## The request
Copy every line in the entries below that contains the word "post".

## Stored records
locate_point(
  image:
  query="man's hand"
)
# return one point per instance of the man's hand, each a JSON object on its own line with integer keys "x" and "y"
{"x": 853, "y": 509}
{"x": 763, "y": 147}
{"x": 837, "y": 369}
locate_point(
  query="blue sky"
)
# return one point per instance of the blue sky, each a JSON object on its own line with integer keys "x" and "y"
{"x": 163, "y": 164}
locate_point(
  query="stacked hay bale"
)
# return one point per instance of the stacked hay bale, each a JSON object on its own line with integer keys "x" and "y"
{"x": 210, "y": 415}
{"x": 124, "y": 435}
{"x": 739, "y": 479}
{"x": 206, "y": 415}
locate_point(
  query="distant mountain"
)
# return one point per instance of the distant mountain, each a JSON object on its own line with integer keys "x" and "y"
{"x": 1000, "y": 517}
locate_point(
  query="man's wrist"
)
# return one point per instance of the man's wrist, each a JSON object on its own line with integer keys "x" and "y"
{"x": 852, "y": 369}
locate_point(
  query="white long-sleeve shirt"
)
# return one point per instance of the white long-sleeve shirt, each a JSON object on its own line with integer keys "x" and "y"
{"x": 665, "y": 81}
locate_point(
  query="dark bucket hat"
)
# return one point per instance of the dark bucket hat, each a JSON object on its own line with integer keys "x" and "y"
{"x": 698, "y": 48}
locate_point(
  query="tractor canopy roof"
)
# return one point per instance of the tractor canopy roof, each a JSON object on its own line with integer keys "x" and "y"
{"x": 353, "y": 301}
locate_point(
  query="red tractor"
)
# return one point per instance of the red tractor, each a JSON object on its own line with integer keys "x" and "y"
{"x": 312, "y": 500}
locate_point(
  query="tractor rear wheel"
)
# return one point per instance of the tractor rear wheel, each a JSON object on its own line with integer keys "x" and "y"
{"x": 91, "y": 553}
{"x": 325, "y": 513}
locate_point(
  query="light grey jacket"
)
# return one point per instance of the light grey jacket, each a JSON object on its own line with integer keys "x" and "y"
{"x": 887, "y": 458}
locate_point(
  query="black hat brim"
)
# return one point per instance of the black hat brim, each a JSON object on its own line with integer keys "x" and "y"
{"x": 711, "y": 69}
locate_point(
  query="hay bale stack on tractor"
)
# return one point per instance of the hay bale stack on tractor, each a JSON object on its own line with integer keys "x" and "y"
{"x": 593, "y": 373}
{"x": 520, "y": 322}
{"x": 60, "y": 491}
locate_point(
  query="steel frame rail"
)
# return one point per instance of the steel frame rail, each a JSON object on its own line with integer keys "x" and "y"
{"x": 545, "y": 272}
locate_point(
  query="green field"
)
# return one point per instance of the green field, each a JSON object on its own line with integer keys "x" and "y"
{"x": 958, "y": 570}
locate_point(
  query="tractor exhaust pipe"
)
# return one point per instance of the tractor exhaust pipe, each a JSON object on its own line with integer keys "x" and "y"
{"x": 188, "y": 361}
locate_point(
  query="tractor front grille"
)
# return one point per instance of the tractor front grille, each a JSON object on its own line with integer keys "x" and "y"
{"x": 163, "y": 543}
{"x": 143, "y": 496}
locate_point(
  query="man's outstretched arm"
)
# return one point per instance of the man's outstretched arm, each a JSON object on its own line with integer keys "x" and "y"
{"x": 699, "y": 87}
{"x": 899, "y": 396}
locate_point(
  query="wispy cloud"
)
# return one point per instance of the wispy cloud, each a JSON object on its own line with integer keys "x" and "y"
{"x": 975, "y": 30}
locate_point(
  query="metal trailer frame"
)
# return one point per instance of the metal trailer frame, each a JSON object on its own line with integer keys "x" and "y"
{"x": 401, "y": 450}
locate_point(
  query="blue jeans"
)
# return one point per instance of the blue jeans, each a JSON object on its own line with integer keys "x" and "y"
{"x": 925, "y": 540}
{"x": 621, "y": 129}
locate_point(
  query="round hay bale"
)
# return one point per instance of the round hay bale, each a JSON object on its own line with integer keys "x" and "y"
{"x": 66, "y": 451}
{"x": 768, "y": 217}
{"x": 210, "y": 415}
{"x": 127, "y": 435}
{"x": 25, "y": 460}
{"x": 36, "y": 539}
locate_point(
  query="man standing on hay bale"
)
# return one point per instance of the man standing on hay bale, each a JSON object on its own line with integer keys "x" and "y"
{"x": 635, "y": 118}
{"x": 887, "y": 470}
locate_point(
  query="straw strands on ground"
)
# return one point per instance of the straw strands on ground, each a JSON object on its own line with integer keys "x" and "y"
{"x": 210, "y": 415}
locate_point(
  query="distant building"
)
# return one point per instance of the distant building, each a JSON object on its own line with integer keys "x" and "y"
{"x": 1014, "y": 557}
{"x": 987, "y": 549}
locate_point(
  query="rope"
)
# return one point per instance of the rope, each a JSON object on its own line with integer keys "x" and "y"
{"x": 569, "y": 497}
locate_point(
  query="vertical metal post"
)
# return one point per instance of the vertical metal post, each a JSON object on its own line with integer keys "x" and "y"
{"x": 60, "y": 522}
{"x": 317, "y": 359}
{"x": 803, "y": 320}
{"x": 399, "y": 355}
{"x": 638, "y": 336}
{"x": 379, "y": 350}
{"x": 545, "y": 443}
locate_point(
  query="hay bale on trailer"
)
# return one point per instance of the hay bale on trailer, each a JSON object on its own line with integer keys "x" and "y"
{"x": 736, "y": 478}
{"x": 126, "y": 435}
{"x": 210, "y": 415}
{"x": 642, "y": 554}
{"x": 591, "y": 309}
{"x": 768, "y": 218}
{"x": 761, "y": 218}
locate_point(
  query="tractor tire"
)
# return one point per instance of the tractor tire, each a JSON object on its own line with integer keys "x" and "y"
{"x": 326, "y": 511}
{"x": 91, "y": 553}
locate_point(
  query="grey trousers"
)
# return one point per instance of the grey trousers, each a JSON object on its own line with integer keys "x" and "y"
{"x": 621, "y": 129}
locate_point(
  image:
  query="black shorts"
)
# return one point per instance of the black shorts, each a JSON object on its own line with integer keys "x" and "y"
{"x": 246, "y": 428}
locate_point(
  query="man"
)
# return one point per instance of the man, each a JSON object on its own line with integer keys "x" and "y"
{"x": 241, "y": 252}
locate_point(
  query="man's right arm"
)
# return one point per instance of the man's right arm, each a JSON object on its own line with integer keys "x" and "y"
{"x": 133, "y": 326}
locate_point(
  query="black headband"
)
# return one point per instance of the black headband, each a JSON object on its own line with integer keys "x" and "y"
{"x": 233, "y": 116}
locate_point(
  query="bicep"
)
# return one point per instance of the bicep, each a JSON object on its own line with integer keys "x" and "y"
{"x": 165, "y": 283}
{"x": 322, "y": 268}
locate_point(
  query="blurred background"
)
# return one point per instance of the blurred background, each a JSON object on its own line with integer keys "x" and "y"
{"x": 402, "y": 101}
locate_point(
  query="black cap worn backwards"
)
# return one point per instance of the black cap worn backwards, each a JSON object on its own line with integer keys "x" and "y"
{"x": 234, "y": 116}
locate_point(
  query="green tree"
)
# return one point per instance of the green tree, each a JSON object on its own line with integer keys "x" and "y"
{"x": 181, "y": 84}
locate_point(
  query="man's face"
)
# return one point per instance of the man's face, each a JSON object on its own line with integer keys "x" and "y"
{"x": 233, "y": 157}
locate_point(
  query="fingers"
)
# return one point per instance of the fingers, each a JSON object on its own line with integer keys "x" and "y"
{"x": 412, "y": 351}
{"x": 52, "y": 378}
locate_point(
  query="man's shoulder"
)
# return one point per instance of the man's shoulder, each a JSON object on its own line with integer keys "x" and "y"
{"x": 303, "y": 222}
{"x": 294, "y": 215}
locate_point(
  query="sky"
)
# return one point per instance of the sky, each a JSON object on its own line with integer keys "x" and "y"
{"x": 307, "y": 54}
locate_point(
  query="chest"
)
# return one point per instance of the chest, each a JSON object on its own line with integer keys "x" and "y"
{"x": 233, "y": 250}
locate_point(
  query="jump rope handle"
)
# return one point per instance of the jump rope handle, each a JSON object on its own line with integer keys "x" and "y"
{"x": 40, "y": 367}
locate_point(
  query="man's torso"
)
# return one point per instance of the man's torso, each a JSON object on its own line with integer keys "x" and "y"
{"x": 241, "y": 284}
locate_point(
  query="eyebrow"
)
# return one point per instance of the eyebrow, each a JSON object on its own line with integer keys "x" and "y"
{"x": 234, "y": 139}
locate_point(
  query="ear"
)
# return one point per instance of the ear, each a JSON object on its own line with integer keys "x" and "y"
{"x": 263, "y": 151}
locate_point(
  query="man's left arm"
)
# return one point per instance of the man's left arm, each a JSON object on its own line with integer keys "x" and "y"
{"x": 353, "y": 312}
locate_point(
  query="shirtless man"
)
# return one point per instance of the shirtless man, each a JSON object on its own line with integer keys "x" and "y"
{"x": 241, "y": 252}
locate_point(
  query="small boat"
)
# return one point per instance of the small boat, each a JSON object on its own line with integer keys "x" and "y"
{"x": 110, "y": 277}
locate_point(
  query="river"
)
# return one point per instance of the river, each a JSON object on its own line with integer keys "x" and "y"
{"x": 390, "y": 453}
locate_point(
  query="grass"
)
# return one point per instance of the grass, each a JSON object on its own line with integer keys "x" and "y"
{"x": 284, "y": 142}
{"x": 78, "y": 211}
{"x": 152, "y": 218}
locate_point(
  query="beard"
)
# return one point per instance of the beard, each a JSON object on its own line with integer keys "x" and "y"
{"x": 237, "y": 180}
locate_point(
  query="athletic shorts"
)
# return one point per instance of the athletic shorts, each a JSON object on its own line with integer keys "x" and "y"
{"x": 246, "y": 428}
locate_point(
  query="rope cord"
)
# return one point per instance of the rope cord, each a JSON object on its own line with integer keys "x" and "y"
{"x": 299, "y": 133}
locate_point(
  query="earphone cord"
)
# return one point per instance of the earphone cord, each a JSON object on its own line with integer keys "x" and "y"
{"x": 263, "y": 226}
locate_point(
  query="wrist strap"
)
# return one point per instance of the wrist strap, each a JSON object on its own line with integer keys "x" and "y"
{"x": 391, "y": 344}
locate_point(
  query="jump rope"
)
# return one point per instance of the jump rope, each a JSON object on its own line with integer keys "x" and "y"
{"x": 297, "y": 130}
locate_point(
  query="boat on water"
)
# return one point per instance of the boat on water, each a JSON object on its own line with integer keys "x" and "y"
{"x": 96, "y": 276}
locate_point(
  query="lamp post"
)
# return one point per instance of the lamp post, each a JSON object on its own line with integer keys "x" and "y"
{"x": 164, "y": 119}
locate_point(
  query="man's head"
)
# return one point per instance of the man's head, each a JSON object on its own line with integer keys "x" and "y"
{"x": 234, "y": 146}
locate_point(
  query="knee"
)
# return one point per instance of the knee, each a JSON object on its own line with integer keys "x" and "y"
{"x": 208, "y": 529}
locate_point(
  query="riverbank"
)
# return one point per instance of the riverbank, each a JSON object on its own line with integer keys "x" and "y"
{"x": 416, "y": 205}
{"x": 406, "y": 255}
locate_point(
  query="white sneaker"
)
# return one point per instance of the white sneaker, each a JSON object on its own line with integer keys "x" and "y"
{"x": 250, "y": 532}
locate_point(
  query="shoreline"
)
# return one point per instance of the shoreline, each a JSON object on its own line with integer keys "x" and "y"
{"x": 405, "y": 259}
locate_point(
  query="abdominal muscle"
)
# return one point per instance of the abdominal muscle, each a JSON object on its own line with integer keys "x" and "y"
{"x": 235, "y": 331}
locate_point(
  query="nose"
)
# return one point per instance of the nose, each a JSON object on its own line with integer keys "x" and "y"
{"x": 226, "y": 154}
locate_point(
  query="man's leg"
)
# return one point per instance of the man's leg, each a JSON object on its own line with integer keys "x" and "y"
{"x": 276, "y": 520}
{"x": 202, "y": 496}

## The output
  query="vertical metal post"
# return one point per instance of the vertical metal post, each a JSON object on its own line with integer keys "x" and "y"
  query="lamp post"
# return one point per instance of the lamp post, each a JSON object on its own line with integer keys "x" and "y"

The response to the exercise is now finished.